The exercise: From the material below, pull out every line that contains the string "fence", matching case exactly.

▶

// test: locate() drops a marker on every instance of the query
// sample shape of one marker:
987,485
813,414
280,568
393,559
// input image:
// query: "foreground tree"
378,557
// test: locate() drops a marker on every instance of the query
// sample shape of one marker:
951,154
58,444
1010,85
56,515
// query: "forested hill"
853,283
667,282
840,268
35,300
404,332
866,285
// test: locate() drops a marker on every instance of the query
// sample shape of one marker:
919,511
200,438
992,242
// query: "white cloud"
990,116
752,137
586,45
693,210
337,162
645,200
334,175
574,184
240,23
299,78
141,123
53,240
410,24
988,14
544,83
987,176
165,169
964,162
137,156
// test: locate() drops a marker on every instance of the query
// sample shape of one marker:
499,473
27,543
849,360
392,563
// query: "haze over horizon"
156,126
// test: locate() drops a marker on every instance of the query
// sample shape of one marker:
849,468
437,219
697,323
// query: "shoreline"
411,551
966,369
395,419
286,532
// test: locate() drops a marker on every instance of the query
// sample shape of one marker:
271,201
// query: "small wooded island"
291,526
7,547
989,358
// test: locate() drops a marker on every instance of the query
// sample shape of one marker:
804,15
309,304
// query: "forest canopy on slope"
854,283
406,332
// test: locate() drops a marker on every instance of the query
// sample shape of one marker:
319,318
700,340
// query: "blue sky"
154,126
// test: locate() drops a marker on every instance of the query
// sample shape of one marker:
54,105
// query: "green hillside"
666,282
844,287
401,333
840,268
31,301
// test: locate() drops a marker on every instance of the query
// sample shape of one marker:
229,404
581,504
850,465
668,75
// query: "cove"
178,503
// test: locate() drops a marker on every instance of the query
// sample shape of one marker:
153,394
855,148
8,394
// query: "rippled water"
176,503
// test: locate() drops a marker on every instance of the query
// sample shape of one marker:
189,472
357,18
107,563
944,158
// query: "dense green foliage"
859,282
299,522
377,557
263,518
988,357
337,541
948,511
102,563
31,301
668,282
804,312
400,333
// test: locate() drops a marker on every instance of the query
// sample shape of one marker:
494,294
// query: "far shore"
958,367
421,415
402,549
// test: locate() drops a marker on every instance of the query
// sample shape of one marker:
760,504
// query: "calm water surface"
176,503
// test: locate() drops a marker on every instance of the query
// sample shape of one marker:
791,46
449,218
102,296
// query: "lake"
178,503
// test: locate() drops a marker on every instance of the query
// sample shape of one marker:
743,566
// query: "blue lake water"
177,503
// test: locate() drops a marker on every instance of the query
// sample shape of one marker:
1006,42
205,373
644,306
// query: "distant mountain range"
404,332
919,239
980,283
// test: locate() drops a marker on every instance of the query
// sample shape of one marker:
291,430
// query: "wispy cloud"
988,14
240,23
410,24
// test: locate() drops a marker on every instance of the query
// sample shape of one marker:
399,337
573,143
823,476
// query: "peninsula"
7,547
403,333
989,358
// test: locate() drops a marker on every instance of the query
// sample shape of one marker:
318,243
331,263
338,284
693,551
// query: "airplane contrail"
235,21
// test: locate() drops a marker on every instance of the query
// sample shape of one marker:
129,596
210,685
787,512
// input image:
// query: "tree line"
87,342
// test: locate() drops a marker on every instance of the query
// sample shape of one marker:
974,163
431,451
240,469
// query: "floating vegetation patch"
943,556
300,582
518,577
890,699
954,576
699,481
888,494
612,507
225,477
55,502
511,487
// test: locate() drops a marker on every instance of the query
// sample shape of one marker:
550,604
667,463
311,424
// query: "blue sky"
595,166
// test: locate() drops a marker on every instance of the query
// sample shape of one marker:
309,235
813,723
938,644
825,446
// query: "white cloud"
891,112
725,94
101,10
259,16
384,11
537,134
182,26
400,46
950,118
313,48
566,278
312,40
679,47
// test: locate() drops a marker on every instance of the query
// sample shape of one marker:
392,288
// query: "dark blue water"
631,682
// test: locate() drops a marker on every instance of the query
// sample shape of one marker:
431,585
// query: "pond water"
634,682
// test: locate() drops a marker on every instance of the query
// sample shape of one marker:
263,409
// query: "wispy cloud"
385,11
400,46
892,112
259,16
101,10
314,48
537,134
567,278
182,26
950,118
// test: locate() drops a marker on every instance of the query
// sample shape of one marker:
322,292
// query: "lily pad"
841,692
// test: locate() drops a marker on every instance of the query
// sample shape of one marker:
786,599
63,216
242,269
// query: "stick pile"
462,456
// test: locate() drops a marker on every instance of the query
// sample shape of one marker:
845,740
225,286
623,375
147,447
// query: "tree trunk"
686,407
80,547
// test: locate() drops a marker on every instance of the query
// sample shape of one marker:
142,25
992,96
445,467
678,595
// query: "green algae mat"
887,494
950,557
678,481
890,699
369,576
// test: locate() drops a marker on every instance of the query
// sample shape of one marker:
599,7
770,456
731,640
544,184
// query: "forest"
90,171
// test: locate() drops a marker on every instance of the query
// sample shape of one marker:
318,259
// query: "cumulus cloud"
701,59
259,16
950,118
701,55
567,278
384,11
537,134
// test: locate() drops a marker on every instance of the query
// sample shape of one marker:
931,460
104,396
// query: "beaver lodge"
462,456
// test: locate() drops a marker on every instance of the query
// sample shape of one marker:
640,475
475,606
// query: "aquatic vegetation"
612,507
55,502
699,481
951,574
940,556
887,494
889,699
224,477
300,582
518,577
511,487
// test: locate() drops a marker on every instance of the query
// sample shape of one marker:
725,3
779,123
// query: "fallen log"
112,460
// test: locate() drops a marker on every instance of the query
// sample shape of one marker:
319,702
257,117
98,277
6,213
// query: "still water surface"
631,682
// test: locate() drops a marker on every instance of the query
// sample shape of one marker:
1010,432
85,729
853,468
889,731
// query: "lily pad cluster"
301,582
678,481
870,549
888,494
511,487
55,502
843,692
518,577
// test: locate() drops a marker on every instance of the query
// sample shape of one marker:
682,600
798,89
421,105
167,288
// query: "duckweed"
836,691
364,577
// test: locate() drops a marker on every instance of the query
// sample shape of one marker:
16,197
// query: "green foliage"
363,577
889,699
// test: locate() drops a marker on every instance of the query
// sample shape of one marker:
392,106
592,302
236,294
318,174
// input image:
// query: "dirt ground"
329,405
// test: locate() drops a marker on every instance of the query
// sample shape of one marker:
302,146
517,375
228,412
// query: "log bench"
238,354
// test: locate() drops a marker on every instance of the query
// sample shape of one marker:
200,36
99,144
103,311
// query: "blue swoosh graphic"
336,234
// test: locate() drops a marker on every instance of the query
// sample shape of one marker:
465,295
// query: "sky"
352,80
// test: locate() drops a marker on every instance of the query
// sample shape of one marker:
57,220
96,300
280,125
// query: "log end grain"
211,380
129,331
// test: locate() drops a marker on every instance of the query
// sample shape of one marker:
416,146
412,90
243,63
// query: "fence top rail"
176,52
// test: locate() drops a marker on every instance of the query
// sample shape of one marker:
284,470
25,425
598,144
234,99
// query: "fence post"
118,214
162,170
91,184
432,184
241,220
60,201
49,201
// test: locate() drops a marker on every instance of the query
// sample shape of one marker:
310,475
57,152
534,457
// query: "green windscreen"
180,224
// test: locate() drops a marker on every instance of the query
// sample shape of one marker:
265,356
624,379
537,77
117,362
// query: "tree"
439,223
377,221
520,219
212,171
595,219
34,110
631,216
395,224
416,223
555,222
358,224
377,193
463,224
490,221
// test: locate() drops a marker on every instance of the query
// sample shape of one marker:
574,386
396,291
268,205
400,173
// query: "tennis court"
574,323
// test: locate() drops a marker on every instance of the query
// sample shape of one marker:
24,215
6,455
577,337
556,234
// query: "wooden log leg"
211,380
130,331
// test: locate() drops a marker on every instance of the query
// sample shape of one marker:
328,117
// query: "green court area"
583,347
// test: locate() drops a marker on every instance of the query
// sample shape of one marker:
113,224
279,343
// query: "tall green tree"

◀

Worked answer:
// query: "fence top rail"
// query: "fence post"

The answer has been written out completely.